▸ Aim of the task:
Copy out every line without change, from the first line to the line with "280 97 L 278", including both.
★ ★ ★ ★ ★
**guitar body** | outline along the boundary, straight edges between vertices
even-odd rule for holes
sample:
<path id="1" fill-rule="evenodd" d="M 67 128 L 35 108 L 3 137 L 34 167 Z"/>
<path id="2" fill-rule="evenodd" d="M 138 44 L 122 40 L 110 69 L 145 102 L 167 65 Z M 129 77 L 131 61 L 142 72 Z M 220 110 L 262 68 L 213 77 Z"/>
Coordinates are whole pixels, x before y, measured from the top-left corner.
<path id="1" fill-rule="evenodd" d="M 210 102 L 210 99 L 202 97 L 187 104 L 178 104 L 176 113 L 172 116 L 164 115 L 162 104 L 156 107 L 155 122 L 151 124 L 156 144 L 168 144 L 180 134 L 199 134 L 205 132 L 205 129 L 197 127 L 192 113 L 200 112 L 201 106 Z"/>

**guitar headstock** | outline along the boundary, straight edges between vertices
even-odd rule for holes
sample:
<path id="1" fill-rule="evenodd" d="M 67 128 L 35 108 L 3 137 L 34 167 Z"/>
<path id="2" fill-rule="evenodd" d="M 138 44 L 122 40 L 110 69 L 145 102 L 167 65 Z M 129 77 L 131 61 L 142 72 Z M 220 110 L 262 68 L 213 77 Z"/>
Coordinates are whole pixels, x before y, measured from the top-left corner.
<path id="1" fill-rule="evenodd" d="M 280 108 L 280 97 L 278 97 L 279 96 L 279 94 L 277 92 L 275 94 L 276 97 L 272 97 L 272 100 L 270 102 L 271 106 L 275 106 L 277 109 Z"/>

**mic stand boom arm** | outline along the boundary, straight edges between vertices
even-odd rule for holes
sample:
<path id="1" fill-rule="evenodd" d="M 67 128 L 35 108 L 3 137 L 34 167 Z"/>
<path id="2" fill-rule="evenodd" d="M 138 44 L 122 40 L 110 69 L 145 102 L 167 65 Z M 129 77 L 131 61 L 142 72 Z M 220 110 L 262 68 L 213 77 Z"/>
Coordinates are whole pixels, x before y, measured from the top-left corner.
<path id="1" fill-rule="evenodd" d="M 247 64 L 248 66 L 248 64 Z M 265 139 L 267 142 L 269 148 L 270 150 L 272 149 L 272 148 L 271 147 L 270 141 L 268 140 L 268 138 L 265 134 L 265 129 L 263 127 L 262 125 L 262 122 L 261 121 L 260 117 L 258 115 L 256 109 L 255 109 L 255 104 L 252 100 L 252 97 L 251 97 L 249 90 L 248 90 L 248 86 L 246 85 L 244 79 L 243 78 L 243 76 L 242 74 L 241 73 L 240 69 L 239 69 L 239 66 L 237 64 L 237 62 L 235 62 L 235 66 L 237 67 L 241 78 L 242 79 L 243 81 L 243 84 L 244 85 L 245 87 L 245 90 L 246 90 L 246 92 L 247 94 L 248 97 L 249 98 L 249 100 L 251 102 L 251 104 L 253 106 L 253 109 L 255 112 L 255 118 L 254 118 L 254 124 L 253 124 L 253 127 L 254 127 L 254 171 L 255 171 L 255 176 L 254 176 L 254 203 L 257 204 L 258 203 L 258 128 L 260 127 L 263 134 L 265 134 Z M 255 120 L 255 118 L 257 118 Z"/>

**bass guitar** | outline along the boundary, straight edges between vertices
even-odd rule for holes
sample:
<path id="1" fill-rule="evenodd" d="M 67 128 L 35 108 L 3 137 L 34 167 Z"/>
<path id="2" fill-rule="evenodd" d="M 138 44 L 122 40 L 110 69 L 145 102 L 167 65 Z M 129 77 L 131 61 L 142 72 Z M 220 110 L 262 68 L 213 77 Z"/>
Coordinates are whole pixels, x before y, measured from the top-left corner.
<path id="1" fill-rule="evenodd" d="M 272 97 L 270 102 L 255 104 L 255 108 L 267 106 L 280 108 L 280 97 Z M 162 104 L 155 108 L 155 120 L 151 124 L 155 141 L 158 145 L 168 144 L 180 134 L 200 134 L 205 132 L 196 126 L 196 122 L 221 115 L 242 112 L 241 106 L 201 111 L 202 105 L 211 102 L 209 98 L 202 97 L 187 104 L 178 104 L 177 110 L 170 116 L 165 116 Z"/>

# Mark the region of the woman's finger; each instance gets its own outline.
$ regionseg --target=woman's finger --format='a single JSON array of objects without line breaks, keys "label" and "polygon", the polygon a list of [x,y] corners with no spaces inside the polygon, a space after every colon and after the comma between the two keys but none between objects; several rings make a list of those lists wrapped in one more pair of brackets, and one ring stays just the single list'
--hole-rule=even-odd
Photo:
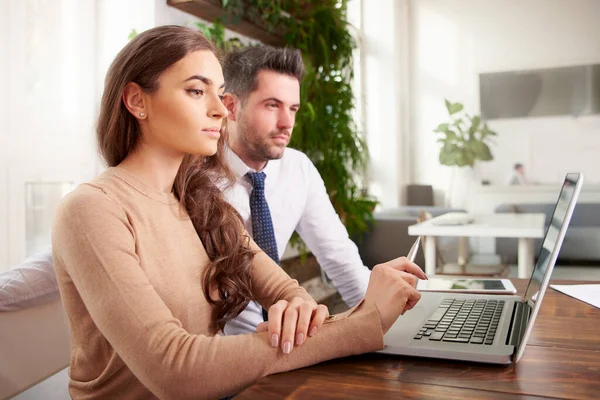
[{"label": "woman's finger", "polygon": [[417,264],[408,261],[406,257],[398,257],[386,263],[390,267],[415,275],[419,279],[427,279],[425,272]]},{"label": "woman's finger", "polygon": [[283,313],[283,325],[281,329],[281,349],[284,354],[290,354],[294,347],[294,336],[296,334],[296,325],[298,323],[299,305],[288,306]]},{"label": "woman's finger", "polygon": [[327,317],[329,317],[329,310],[323,304],[319,304],[313,313],[313,319],[310,322],[308,336],[315,336]]},{"label": "woman's finger", "polygon": [[308,326],[313,315],[313,310],[317,305],[312,302],[305,301],[300,305],[298,323],[296,324],[296,346],[302,346],[308,335]]},{"label": "woman's finger", "polygon": [[285,300],[279,300],[269,308],[269,339],[272,347],[279,347],[283,313],[287,308],[288,302]]},{"label": "woman's finger", "polygon": [[269,322],[261,322],[256,326],[256,333],[266,332],[269,330]]}]

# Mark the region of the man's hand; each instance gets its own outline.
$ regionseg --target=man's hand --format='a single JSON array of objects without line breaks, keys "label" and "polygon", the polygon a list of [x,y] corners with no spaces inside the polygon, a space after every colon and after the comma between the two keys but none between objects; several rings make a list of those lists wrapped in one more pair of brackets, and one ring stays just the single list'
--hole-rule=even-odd
[{"label": "man's hand", "polygon": [[285,354],[294,346],[301,346],[307,337],[314,336],[329,316],[329,310],[315,301],[294,297],[292,301],[279,300],[269,308],[269,321],[262,322],[256,332],[269,331],[271,346]]}]

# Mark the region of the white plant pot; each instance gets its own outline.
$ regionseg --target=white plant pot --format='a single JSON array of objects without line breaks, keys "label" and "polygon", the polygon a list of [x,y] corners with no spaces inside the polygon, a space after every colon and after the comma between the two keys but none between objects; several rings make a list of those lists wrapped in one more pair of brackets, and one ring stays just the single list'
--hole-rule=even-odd
[{"label": "white plant pot", "polygon": [[469,210],[470,199],[475,187],[479,184],[478,168],[451,167],[446,206]]}]

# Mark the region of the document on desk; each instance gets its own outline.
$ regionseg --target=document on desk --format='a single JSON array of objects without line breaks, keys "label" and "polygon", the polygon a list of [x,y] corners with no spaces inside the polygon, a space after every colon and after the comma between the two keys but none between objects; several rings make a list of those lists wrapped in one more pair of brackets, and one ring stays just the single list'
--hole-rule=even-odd
[{"label": "document on desk", "polygon": [[574,299],[600,308],[600,285],[550,285],[550,287]]}]

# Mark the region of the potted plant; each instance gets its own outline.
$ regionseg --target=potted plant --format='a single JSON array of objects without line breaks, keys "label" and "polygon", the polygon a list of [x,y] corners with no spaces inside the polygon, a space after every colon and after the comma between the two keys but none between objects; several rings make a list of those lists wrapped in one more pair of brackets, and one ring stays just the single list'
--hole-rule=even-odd
[{"label": "potted plant", "polygon": [[477,179],[477,162],[494,159],[490,144],[497,133],[489,129],[479,115],[467,114],[461,103],[444,101],[450,120],[439,124],[434,132],[441,145],[440,164],[452,167],[446,205],[465,207],[467,192]]}]

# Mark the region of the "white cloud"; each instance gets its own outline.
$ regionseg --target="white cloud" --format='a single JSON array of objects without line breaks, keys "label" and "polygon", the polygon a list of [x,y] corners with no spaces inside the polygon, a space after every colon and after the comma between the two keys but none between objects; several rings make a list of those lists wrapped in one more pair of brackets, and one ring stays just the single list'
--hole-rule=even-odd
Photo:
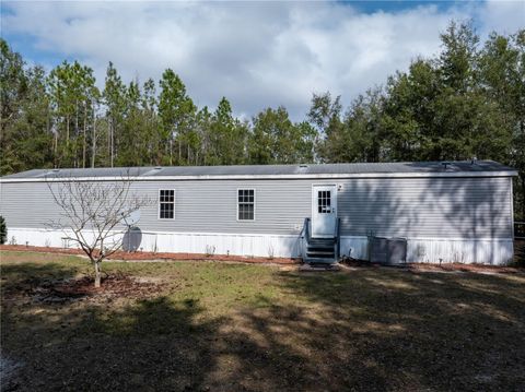
[{"label": "white cloud", "polygon": [[79,58],[98,83],[109,60],[126,81],[158,80],[172,68],[200,106],[214,107],[224,95],[237,114],[282,104],[301,119],[313,92],[341,94],[348,104],[411,59],[436,54],[451,19],[480,17],[488,29],[515,31],[524,3],[368,14],[331,2],[7,4],[4,32]]}]

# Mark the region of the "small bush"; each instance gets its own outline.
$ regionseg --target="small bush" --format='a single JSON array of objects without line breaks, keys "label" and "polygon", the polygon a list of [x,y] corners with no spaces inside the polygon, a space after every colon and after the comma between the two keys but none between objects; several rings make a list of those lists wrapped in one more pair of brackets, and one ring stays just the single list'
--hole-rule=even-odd
[{"label": "small bush", "polygon": [[0,215],[0,243],[5,243],[8,239],[8,226],[5,226],[5,219]]}]

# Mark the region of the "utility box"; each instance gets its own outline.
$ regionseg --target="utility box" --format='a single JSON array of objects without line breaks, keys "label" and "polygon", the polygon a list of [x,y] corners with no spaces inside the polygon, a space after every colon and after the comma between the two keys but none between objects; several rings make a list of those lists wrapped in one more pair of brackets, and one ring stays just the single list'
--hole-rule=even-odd
[{"label": "utility box", "polygon": [[388,239],[387,264],[404,264],[407,262],[407,239],[390,238]]},{"label": "utility box", "polygon": [[388,238],[373,237],[370,247],[370,261],[373,263],[386,263],[388,258]]},{"label": "utility box", "polygon": [[407,261],[406,238],[373,237],[370,261],[382,264],[404,264]]}]

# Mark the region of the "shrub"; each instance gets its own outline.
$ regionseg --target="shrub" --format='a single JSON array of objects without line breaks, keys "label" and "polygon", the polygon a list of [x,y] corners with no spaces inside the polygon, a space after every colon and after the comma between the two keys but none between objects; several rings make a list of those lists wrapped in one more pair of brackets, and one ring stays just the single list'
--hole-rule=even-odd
★ ★ ★ ★ ★
▸ Answer to this exercise:
**guitar body** | outline along the boundary, straight edges between vertices
even-odd rule for holes
sample:
<path id="1" fill-rule="evenodd" d="M 67 128 L 35 108 L 3 137 L 34 167 Z"/>
<path id="2" fill-rule="evenodd" d="M 138 44 L 122 40 L 110 69 L 145 102 L 167 65 Z M 129 77 L 131 61 L 142 72 Z M 220 110 L 262 68 L 213 77 Z"/>
Coordinates are whole pixels, x before y, measured from the top-left corner.
<path id="1" fill-rule="evenodd" d="M 210 102 L 210 99 L 202 97 L 187 104 L 178 104 L 176 113 L 172 116 L 164 115 L 162 104 L 156 107 L 155 122 L 151 124 L 156 144 L 168 144 L 180 134 L 199 134 L 205 132 L 205 129 L 197 127 L 192 113 L 200 112 L 201 106 Z"/>

**guitar headstock** | outline along the boundary, straight edges between vertices
even-odd rule for holes
sample:
<path id="1" fill-rule="evenodd" d="M 67 128 L 35 108 L 3 137 L 34 167 Z"/>
<path id="2" fill-rule="evenodd" d="M 138 44 L 122 40 L 110 69 L 145 102 L 167 65 Z M 129 77 L 131 61 L 142 72 Z M 220 110 L 262 68 L 213 77 Z"/>
Coordinates are whole pixels, x before y, measured from the top-left corner.
<path id="1" fill-rule="evenodd" d="M 280 108 L 280 97 L 278 97 L 279 96 L 279 94 L 277 92 L 275 94 L 276 97 L 272 97 L 272 100 L 270 102 L 271 106 L 275 106 L 277 109 Z"/>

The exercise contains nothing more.